▶ _Stated task_: Can you give the rows from the line with "Practice step: locate the wispy" up to and including the line with "point(376, 134)" as a Markdown table, with a Number column for the row number and a Line column for the line itself, skipping any blank lines?

=== Data shown ===

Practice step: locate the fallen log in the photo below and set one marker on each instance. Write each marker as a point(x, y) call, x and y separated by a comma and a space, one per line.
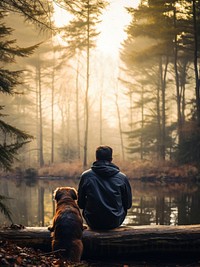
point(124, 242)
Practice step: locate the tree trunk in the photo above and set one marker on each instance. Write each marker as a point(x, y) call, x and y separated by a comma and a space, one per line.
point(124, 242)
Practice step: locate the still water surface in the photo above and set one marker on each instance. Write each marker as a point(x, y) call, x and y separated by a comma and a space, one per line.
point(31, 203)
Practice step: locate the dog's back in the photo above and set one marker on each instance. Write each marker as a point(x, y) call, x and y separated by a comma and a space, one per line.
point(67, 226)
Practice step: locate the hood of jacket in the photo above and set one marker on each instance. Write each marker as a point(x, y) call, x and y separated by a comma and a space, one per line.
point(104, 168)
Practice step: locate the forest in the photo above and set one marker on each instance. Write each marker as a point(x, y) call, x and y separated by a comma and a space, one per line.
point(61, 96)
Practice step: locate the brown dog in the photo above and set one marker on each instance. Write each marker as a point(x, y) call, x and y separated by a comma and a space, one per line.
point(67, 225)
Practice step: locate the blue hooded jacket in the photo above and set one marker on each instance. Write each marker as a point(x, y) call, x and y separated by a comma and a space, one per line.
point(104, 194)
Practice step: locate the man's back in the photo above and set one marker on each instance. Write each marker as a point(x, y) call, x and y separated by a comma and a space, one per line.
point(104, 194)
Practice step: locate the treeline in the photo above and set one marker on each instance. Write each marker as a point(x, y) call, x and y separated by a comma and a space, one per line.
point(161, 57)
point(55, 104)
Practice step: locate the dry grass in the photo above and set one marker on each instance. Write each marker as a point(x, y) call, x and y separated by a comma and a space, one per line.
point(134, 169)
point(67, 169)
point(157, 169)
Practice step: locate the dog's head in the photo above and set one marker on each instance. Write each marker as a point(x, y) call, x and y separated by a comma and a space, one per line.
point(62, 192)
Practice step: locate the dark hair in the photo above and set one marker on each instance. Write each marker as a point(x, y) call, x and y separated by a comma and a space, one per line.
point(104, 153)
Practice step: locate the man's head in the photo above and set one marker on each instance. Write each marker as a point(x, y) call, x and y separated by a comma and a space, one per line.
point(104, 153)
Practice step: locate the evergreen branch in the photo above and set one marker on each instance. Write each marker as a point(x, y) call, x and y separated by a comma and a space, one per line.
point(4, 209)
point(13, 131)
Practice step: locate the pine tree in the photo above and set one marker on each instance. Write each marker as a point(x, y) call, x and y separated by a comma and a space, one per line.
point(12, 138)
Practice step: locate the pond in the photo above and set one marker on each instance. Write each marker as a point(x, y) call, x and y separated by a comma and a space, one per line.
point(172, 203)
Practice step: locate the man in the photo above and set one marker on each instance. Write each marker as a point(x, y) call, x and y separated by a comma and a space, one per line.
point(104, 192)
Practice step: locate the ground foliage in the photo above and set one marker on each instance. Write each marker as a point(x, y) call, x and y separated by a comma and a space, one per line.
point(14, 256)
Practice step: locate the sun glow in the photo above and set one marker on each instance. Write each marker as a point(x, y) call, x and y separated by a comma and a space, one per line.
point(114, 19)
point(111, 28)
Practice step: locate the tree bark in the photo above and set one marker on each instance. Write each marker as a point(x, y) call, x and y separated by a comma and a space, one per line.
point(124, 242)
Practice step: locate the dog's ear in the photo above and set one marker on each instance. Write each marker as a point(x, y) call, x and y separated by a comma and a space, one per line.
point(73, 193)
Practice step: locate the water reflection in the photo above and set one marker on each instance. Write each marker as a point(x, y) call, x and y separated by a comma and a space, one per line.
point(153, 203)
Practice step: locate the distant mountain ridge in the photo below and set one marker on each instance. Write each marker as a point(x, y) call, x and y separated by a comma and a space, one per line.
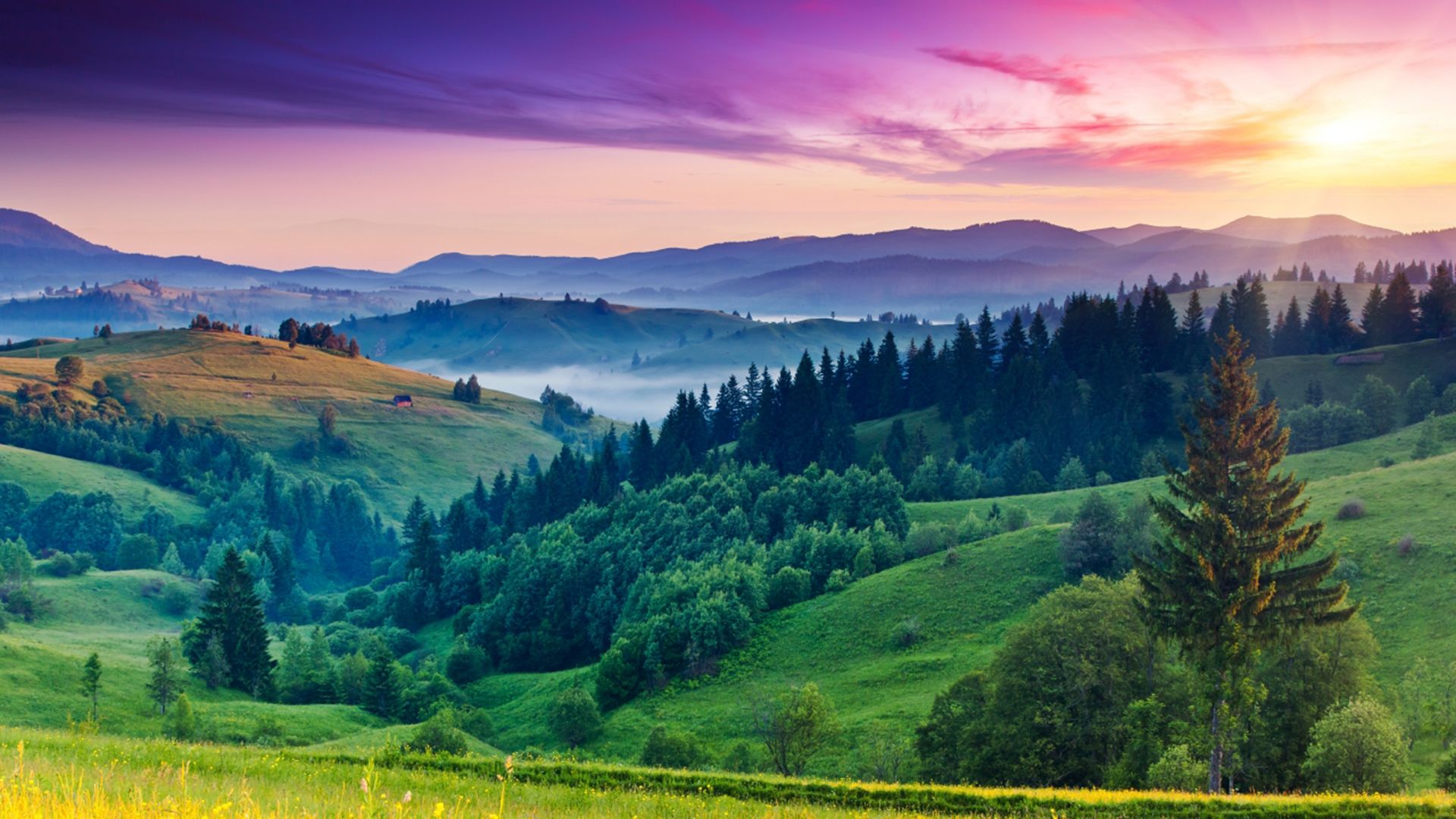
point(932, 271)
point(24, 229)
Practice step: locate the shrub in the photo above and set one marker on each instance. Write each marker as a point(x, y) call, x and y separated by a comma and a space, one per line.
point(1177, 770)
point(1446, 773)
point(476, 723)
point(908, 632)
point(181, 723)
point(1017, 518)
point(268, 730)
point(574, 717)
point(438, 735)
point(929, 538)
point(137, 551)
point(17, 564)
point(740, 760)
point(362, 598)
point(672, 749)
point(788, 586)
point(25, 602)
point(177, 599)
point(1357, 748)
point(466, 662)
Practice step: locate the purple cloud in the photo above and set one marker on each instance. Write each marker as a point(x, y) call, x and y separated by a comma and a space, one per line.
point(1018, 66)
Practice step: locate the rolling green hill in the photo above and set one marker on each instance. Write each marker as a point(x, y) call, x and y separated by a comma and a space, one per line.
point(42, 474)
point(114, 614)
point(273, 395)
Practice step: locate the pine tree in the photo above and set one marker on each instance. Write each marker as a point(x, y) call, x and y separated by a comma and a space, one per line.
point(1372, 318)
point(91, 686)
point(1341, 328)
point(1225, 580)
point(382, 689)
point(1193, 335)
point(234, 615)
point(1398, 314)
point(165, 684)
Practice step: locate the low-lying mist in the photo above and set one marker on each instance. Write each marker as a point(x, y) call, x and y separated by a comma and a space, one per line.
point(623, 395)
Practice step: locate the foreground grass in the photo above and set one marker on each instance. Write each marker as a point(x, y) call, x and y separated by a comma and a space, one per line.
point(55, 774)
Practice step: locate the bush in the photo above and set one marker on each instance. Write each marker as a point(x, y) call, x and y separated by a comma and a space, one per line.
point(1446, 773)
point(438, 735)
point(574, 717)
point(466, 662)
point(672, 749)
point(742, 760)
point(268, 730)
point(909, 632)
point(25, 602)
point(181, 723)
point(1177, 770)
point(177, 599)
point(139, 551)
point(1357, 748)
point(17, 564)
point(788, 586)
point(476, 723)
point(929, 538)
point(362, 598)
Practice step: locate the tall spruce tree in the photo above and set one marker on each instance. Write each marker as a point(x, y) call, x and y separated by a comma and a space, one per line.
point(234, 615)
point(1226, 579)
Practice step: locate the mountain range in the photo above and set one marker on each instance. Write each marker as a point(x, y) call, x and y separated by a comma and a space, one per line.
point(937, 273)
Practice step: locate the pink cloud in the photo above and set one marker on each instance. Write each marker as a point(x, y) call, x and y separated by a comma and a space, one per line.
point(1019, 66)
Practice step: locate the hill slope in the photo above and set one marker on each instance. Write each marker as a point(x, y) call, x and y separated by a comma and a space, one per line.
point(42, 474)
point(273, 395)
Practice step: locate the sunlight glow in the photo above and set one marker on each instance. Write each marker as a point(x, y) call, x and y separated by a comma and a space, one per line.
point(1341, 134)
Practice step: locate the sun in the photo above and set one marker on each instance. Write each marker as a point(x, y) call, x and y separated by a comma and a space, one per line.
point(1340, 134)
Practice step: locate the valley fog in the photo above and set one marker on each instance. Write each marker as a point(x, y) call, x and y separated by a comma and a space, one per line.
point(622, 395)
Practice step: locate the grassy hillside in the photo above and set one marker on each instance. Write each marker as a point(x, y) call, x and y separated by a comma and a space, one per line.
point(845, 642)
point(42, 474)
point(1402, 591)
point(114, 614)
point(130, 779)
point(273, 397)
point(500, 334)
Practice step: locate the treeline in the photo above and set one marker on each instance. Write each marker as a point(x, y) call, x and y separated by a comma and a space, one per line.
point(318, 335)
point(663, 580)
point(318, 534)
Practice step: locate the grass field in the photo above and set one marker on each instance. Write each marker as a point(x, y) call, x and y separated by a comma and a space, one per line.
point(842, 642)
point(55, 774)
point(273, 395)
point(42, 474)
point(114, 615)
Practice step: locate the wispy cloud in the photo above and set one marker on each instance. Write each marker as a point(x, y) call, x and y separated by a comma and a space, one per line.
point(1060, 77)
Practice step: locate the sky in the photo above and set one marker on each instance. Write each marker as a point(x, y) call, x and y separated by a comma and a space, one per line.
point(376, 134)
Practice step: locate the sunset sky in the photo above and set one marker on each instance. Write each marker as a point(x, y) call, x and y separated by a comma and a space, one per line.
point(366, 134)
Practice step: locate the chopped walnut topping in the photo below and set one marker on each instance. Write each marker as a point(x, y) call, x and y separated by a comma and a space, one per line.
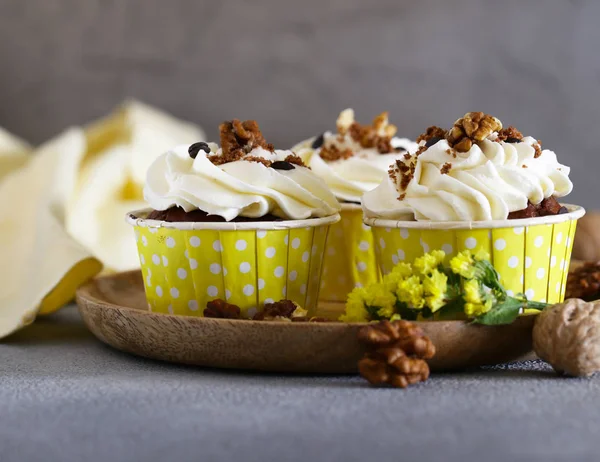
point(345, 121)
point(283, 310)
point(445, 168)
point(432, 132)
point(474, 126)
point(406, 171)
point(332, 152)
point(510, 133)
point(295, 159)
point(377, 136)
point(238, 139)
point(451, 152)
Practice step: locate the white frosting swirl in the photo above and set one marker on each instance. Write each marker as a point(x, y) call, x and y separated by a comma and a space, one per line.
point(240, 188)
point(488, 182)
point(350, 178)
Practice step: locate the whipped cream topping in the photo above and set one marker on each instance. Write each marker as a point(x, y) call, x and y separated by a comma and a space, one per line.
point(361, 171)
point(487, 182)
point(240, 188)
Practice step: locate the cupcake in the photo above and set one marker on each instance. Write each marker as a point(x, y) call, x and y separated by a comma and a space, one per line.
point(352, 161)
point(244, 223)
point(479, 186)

===

▶ _Full solution_:
| Number | Line |
|---|---|
| 1 | Practice step: locate the wispy cloud in the photo above and set one marker on each instance. Write each marker as a point(x, y) call, x and y separated by a comma and a space, one per line. |
| 2 | point(1060, 77) |
| 3 | Practice step: locate the sky in the photo above and set one marker on each instance. Write each marker as a point(x, y) call, x and y separated by a comma and a space, one per line. |
| 4 | point(376, 134) |